▸ WRITTEN REQUEST
Put each line of the material below into a JSON list of strings, one string per line, starting at the first line and ending at the line that holds "x=114, y=61". Skip blank lines and leave the pictures out.

[THE INPUT start]

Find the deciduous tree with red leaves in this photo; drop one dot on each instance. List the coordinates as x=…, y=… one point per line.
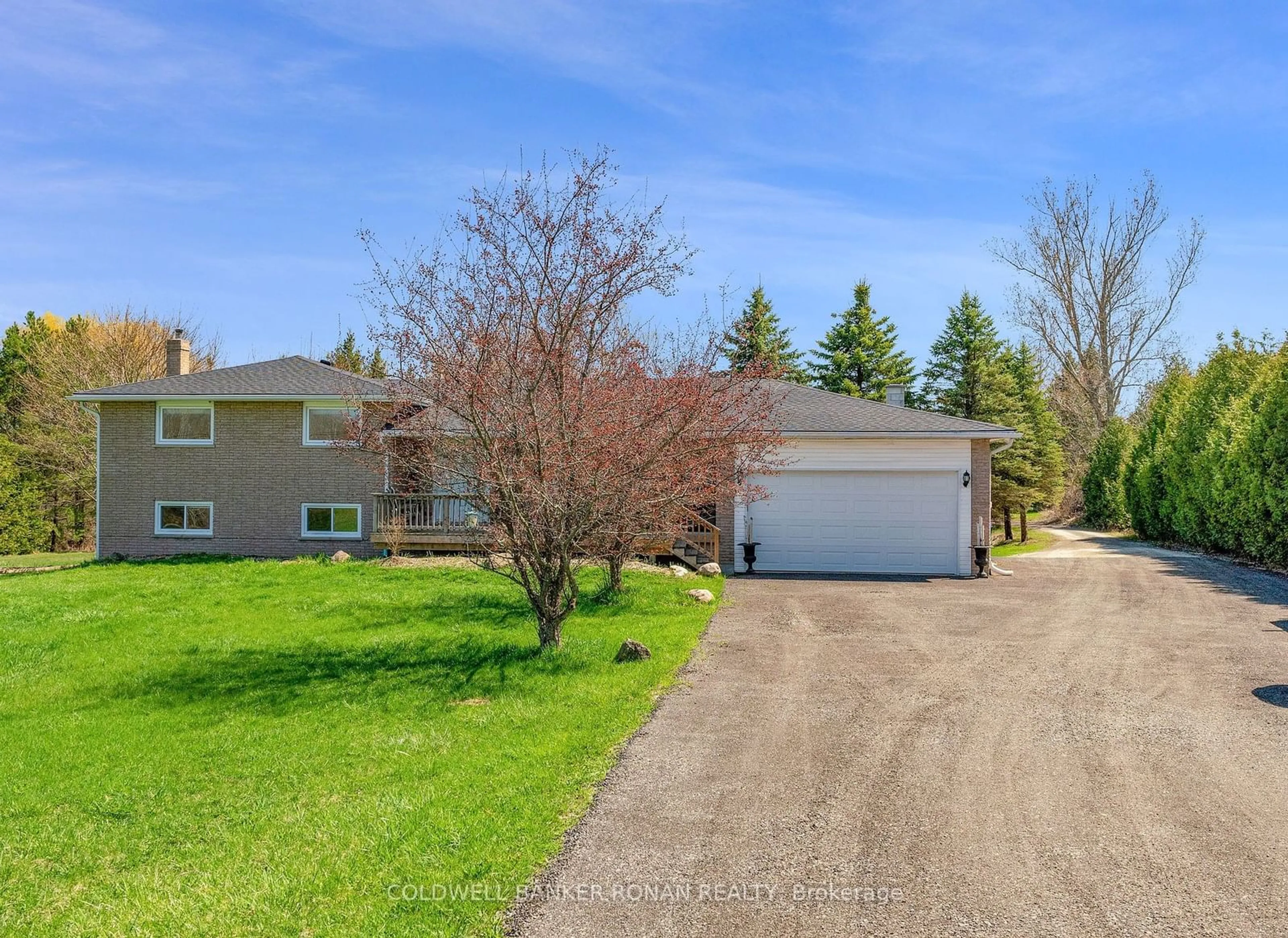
x=523, y=382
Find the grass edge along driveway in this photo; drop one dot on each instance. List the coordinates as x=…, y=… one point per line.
x=237, y=748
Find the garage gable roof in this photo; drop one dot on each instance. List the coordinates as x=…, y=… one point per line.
x=291, y=378
x=811, y=412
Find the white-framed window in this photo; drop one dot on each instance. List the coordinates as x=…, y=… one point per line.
x=185, y=520
x=328, y=521
x=186, y=423
x=326, y=424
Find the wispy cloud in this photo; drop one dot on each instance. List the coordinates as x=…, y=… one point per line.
x=114, y=61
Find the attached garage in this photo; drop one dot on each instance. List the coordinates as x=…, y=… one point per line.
x=870, y=487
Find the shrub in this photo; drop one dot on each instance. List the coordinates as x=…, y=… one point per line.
x=1148, y=502
x=1256, y=467
x=1103, y=487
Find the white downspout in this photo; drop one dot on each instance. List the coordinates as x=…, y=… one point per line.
x=1006, y=445
x=98, y=477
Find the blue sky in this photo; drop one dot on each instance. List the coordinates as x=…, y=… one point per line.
x=217, y=158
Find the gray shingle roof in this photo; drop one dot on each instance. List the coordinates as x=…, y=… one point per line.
x=809, y=410
x=294, y=377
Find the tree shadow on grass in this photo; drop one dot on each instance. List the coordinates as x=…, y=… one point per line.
x=281, y=679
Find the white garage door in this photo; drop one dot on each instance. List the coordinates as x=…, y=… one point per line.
x=866, y=522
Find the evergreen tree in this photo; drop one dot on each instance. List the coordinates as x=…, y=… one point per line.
x=347, y=355
x=968, y=373
x=860, y=356
x=20, y=342
x=1104, y=489
x=758, y=340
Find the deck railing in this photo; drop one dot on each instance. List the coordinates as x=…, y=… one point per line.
x=420, y=513
x=701, y=534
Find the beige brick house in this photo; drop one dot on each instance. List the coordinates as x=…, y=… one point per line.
x=250, y=461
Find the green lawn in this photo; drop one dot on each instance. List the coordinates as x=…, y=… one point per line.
x=66, y=560
x=241, y=748
x=1038, y=540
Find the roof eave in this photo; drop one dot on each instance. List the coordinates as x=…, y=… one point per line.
x=1000, y=433
x=92, y=397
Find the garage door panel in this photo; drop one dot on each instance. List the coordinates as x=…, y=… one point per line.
x=858, y=521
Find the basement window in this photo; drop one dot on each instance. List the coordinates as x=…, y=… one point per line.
x=185, y=520
x=331, y=521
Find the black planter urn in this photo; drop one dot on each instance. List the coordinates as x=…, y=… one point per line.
x=982, y=560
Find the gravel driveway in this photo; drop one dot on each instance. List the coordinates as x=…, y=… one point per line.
x=1094, y=746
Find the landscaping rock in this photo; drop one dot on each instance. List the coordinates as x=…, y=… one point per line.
x=633, y=651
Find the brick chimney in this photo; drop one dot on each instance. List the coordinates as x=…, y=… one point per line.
x=177, y=355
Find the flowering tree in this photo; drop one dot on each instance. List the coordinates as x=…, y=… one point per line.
x=522, y=380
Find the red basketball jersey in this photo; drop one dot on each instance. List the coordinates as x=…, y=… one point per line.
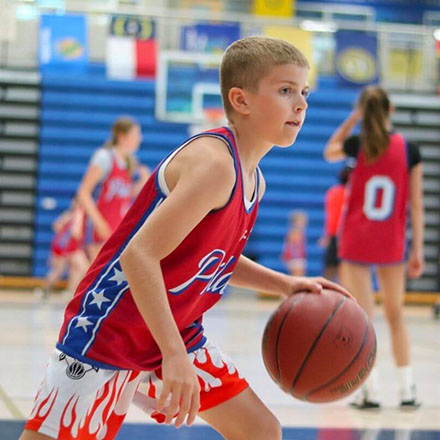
x=102, y=324
x=374, y=222
x=115, y=197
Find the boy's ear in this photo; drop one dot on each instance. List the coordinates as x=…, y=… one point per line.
x=239, y=100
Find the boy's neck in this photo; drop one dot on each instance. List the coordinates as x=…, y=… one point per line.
x=250, y=148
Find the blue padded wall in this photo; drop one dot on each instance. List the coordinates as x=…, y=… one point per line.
x=77, y=114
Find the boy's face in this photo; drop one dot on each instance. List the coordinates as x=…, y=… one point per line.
x=278, y=107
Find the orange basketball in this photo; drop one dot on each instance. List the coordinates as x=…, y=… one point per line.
x=319, y=347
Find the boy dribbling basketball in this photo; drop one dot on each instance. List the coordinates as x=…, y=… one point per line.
x=133, y=331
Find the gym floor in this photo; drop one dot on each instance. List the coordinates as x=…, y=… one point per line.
x=29, y=329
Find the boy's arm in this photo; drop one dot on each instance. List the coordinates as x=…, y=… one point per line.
x=416, y=257
x=334, y=149
x=251, y=275
x=201, y=178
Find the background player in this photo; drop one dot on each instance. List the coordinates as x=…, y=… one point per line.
x=294, y=249
x=387, y=175
x=111, y=174
x=138, y=312
x=334, y=201
x=66, y=250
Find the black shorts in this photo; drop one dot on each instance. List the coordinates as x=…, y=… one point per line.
x=331, y=253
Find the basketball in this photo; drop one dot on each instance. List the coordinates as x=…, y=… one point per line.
x=319, y=347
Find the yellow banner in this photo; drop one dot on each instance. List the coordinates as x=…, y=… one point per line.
x=300, y=39
x=274, y=8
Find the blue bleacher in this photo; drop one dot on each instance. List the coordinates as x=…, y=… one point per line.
x=76, y=117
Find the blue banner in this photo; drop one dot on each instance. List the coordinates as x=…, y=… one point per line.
x=356, y=58
x=402, y=11
x=209, y=37
x=63, y=42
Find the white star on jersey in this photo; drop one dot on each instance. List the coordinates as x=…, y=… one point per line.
x=98, y=299
x=119, y=276
x=83, y=322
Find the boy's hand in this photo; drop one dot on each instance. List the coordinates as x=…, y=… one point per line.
x=415, y=263
x=314, y=285
x=181, y=382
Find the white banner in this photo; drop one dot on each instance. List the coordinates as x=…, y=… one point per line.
x=7, y=21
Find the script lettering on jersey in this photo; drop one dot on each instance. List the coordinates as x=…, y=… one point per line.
x=117, y=187
x=213, y=271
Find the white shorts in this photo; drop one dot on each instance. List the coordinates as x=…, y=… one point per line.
x=77, y=401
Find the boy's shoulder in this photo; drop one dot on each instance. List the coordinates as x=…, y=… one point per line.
x=209, y=152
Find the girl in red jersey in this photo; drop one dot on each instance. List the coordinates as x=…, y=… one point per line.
x=112, y=168
x=386, y=180
x=66, y=250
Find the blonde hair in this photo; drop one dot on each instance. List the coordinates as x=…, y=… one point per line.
x=375, y=106
x=247, y=60
x=123, y=126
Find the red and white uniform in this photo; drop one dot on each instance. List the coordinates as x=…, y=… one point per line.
x=295, y=246
x=115, y=196
x=102, y=325
x=374, y=221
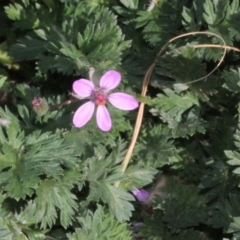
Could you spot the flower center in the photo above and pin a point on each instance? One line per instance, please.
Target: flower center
(100, 99)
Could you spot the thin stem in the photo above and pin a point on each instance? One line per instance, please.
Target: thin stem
(146, 80)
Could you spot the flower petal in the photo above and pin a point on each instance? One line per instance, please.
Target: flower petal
(141, 195)
(103, 118)
(83, 87)
(83, 114)
(123, 101)
(110, 80)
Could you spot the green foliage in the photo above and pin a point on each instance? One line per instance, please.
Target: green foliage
(100, 225)
(73, 45)
(61, 182)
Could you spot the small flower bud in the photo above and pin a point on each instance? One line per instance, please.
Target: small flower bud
(40, 106)
(141, 195)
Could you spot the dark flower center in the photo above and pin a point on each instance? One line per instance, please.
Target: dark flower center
(100, 99)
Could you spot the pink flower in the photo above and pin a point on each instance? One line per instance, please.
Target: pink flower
(141, 195)
(99, 96)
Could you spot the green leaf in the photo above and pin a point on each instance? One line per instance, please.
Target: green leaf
(53, 196)
(100, 225)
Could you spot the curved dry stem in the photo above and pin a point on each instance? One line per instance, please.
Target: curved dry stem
(146, 80)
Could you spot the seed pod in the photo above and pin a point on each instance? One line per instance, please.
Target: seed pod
(40, 106)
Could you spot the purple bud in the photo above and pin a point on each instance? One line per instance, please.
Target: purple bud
(40, 106)
(141, 195)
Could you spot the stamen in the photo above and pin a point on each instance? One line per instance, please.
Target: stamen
(100, 99)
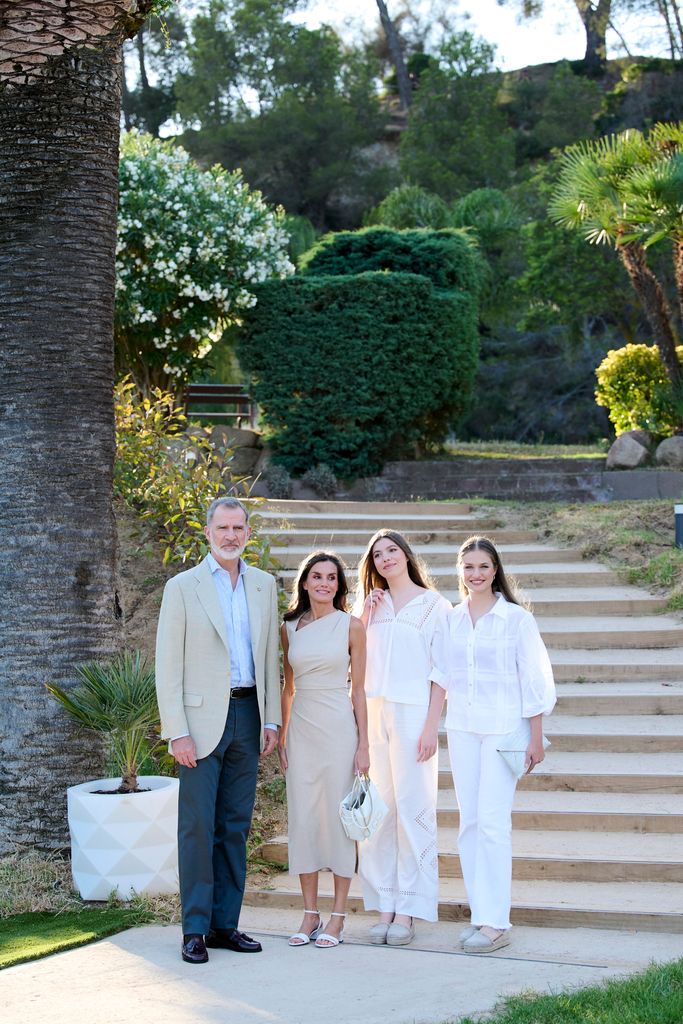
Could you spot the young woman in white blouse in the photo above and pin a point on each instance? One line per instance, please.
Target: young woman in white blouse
(398, 865)
(499, 675)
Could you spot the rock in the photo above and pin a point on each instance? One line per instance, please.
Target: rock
(627, 453)
(670, 453)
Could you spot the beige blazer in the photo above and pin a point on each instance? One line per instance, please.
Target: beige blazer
(194, 662)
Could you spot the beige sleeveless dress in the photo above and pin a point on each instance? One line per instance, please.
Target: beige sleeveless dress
(321, 745)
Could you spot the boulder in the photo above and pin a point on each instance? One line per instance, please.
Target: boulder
(670, 453)
(628, 453)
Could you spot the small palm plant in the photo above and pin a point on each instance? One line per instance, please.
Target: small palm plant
(118, 699)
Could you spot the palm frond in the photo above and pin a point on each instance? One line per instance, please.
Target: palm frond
(118, 699)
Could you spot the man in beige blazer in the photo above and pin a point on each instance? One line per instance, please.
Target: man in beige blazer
(218, 692)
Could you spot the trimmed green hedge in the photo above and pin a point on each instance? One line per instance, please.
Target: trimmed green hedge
(351, 371)
(445, 257)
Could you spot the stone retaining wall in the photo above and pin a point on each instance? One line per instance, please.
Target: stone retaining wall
(518, 479)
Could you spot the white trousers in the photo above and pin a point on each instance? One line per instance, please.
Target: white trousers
(485, 788)
(398, 865)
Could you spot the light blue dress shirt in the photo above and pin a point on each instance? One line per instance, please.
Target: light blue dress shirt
(236, 616)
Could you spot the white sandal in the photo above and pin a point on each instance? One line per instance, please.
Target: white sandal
(303, 938)
(327, 941)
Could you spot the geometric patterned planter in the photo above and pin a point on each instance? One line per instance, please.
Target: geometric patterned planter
(125, 842)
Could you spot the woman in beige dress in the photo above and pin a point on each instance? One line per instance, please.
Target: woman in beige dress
(324, 738)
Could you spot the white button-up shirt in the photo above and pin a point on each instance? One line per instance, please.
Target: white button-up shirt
(497, 672)
(400, 665)
(236, 615)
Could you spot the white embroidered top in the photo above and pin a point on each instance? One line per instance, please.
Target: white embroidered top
(399, 663)
(496, 672)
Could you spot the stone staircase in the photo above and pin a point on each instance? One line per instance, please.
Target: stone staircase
(597, 838)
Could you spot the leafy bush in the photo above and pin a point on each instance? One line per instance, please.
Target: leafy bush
(352, 371)
(191, 244)
(170, 476)
(279, 481)
(445, 257)
(322, 480)
(635, 389)
(411, 206)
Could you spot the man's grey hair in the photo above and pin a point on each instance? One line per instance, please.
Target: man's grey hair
(230, 503)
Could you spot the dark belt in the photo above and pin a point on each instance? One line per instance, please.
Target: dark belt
(238, 692)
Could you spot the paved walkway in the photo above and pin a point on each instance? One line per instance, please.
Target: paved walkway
(138, 976)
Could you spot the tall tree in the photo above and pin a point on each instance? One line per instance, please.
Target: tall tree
(595, 18)
(457, 137)
(59, 109)
(292, 107)
(603, 192)
(395, 49)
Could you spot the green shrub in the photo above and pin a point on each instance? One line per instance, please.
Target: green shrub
(170, 476)
(446, 257)
(322, 480)
(353, 371)
(634, 388)
(279, 481)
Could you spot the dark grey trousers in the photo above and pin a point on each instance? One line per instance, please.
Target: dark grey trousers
(215, 807)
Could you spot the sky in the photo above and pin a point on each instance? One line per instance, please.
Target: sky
(556, 35)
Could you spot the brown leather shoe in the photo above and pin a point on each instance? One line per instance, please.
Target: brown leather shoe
(230, 938)
(194, 949)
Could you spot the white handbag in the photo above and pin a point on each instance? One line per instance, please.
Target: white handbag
(512, 748)
(363, 809)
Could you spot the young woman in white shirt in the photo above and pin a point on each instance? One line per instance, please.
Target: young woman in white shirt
(498, 674)
(398, 865)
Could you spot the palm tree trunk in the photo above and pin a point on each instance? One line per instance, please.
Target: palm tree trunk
(678, 270)
(656, 308)
(59, 103)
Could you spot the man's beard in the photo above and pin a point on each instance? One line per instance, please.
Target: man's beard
(227, 555)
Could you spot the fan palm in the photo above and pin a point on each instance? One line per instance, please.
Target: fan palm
(118, 699)
(655, 196)
(594, 195)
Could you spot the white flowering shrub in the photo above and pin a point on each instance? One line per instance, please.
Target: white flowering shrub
(190, 246)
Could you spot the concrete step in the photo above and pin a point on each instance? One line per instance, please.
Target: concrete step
(617, 733)
(614, 600)
(332, 536)
(616, 666)
(603, 632)
(527, 577)
(595, 812)
(625, 733)
(435, 555)
(649, 906)
(639, 697)
(597, 771)
(561, 856)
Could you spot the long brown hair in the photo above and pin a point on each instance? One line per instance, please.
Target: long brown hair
(369, 578)
(300, 601)
(501, 584)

[THE INPUT end]

▸ FULL OUTPUT
[
  "Find the deciduous tree with red leaves in this photo; drop one dot on each instance. List the coordinates as x=…, y=… one point per line.",
  "x=523, y=382",
  "Find the grass edge along driveway in this photo; drop one dot on each instance. List the coordinates as x=…, y=… one point per line.",
  "x=237, y=748",
  "Find the garage gable roof in this photo; drop one dot on each instance. List the coordinates as x=…, y=… one point per line.",
  "x=291, y=378",
  "x=811, y=412",
  "Find the white-framed window in this photo; drop one dot on each instance. List the coordinates as x=…, y=… one point per line.",
  "x=185, y=520",
  "x=328, y=521",
  "x=186, y=423",
  "x=326, y=424",
  "Find the wispy cloud in this photo; drop one dot on each instance. List the coordinates as x=…, y=… one point per line.",
  "x=114, y=61"
]